Yapılacaklar:
a: Asya hakkındaki metne göre aşağıdaki soruları yanıtlayın:
(i) Gelişmiş ülkelere örnek olarak hangi ülke gösterilmiştir?
(ii) Bir alanın turizm potansiyelini ne artırmaktadır?
(iii) Kıtadaki iklimler sıralanırken kuzeyde hangi iklimden başlanmıştır?
b: Asya hakkındaki metinden "Genellikle turistler, kendi" sözlerini içeren ifadeyle başlayıp "turizm potansiyelini artırmaktadır." ile biten bölümü hiçbir değişiklik yapmadan yazın.

Verilen Alıntı:
Asya ülkelerinden bazıları Çin Halk Cumhuriyeti, Japonya, Kuzey Kore, Güney Kore, Moğolistan, Tayvan, Kamboçya, Endonezya, Malezya, Filipinler, Singapur, Tayland, Vietnam, Bangladeş, Hindistan, İran, Maldivler, Nepal, Pakistan’dır. Bunlar arasında Japonya gibi gelişmiş ülkeler olduğu gibi gelişmekte olan ülkeler de bulunmaktadır. Doğal ve kültürel çeşitliliğinden kaynaklanan zenginliğine karşın Asya’da ekonomik anlamda yoksulluğun yaygın bir biçimde yaşandığı görülmektedir. Bunun nedenleri turizm bağlamında incelendiğinde, kıtada doğal ve kültürel zenginliklerin yeteri kadar sosyo-ekonomik gelişmede kullanılamadığı yargısına ulaşılmaktadır.

Genellikle turistler, kendi ülkelerinde yaşadıklarından çok farklı özellikleri gittikleri destinasyonlarda (turistik bölge) yaşamak isteyen insanlardır. Bu nedenle gidilen alanda var olan çeşitlilik, oranın turizm potansiyelini artırmaktadır.

Genişliğine bağlı olarak Asya’nın ekvatordan kuzey kutbuna kadar uzanan arazisinde, neredeyse dünyada var olan her iklim görülmektedir. İklim çeşitliliği de, başta bitki örtüsü ve hayvan varlığı olmak üzere yaşam ve canlıların çeşitlenmesini sağlamaktadır.

Kuzeydeki kutup (polar) ikliminden başlayarak güneye doğru Asya kıtasında; kutupaltı (subpolar), ılıman (karasal ve okyanusal), subtropikal (Akdeniz), tropikal ve ekvatoral iklimler görülmektedir.

Sağlanan Bilgiler:
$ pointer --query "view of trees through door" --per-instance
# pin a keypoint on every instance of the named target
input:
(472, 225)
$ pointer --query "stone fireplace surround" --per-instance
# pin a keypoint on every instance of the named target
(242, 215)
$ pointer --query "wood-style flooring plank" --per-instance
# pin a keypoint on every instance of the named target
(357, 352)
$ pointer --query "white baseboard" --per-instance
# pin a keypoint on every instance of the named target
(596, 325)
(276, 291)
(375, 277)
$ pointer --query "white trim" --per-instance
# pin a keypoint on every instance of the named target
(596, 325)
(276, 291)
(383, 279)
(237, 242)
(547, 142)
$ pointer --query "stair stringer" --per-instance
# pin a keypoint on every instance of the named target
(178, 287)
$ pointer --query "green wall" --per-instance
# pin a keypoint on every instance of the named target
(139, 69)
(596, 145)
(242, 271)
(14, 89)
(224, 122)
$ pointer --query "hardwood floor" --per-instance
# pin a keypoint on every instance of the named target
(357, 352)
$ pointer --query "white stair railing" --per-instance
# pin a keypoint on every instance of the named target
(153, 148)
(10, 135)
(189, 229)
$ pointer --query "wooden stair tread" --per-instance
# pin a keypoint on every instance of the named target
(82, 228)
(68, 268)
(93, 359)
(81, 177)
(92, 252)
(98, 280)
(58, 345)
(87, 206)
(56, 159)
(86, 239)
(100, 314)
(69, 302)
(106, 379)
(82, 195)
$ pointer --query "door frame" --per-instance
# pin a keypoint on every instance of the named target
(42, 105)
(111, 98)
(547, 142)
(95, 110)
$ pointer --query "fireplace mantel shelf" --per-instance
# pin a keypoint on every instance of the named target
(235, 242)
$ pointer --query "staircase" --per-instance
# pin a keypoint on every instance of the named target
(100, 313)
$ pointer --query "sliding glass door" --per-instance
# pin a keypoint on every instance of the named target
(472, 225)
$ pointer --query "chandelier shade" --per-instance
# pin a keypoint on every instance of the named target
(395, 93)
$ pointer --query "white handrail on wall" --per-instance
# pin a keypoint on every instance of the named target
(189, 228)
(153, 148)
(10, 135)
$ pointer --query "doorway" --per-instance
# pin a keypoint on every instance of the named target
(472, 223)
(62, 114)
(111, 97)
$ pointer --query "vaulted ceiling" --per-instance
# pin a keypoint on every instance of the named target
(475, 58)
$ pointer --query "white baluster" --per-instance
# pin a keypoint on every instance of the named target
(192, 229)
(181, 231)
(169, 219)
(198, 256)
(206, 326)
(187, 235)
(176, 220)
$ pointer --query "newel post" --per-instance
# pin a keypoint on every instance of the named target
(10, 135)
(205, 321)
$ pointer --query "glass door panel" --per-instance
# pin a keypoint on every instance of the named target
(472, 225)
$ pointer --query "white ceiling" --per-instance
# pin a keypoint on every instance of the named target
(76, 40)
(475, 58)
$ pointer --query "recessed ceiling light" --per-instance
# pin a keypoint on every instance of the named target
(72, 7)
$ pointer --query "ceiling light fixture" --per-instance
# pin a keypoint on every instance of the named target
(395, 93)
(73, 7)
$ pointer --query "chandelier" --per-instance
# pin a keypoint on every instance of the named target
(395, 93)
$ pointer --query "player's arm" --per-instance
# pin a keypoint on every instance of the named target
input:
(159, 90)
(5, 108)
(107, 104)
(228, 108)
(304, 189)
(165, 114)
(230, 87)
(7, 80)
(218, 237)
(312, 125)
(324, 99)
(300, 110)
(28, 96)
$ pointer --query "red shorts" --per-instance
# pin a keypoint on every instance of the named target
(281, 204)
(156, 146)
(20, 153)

Görev Yanıtları:
a:
(i) Japonya
(ii) Gidilen alanda var olan çeşitlilik
(iii) Kutup (polar) iklimi

b:
Genellikle turistler, kendi ülkelerinde yaşadıklarından çok farklı özellikleri gittikleri destinasyonlarda (turistik bölge) yaşamak isteyen insanlardır. Bu nedenle gidilen alanda var olan çeşitlilik, oranın turizm potansiyelini artırmaktadır.